## start SOURCE DATA

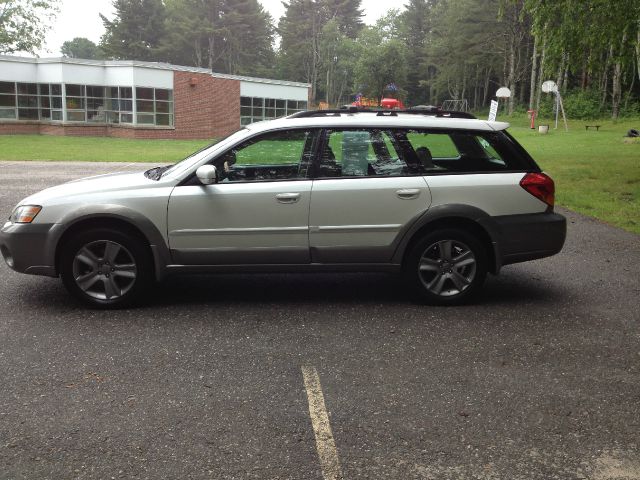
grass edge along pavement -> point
(596, 173)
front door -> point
(257, 212)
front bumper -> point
(29, 247)
(531, 236)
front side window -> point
(272, 156)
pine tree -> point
(136, 31)
(300, 31)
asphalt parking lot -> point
(229, 376)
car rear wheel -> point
(446, 267)
(106, 268)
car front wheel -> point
(446, 267)
(106, 268)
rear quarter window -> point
(463, 152)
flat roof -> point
(152, 65)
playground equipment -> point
(550, 87)
(456, 105)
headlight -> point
(25, 213)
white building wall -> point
(265, 90)
(18, 72)
(148, 77)
(109, 75)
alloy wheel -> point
(104, 269)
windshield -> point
(200, 154)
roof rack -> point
(351, 109)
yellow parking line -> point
(325, 444)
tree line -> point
(425, 53)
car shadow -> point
(295, 289)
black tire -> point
(436, 280)
(106, 268)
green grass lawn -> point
(95, 149)
(595, 172)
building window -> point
(76, 103)
(30, 101)
(50, 101)
(154, 106)
(256, 109)
(8, 101)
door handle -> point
(408, 193)
(288, 197)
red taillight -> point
(540, 186)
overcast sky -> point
(80, 18)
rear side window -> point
(461, 152)
(363, 152)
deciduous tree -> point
(24, 23)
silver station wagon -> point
(439, 197)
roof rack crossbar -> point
(383, 112)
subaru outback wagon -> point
(440, 197)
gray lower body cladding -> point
(526, 237)
(27, 248)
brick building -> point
(131, 99)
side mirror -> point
(207, 174)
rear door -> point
(364, 194)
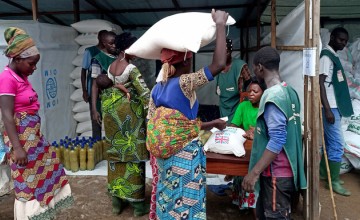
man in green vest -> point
(99, 65)
(86, 80)
(336, 102)
(276, 168)
(233, 80)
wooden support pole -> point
(34, 7)
(247, 41)
(315, 111)
(76, 6)
(258, 25)
(312, 110)
(306, 118)
(273, 23)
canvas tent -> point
(254, 19)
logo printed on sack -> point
(222, 138)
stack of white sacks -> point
(350, 59)
(88, 37)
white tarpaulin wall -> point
(51, 79)
(290, 32)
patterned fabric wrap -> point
(126, 180)
(181, 189)
(125, 129)
(169, 131)
(155, 179)
(124, 121)
(43, 176)
(17, 41)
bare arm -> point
(324, 101)
(7, 110)
(219, 57)
(83, 85)
(94, 96)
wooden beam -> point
(104, 11)
(29, 12)
(176, 4)
(34, 7)
(290, 48)
(258, 24)
(315, 113)
(273, 23)
(76, 6)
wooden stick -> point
(327, 167)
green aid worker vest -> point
(341, 90)
(287, 100)
(228, 89)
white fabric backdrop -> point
(51, 79)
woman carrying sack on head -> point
(41, 187)
(172, 126)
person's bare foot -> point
(228, 178)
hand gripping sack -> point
(180, 32)
(228, 141)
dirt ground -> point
(93, 202)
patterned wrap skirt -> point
(41, 185)
(125, 131)
(181, 189)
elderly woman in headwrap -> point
(124, 121)
(172, 127)
(39, 179)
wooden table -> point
(229, 164)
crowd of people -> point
(161, 125)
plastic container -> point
(67, 157)
(106, 145)
(61, 149)
(90, 158)
(74, 162)
(82, 157)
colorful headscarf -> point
(172, 57)
(169, 58)
(19, 43)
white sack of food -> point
(77, 95)
(78, 61)
(77, 83)
(192, 31)
(81, 49)
(82, 116)
(92, 26)
(87, 39)
(76, 73)
(228, 141)
(83, 127)
(81, 107)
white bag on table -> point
(228, 141)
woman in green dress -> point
(125, 130)
(245, 117)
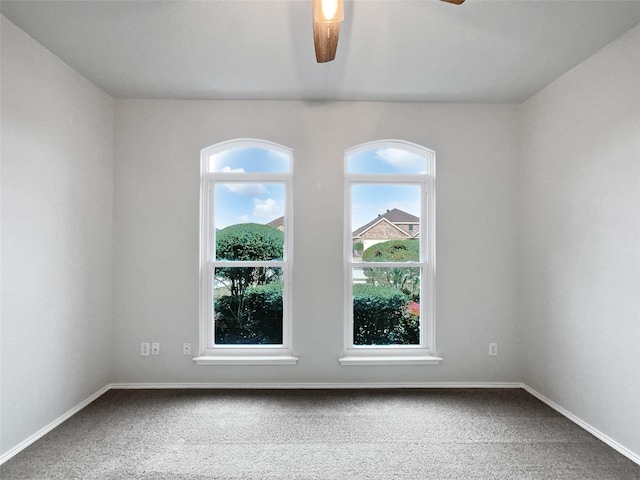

## end SOURCE DATA

_TASK TO CARRY OUT_:
Please find each line in the listing above that contains the word "vest" and copy those lines out.

_EXERCISE OUTPUT_:
man in green vest -> point
green aid worker vest -> point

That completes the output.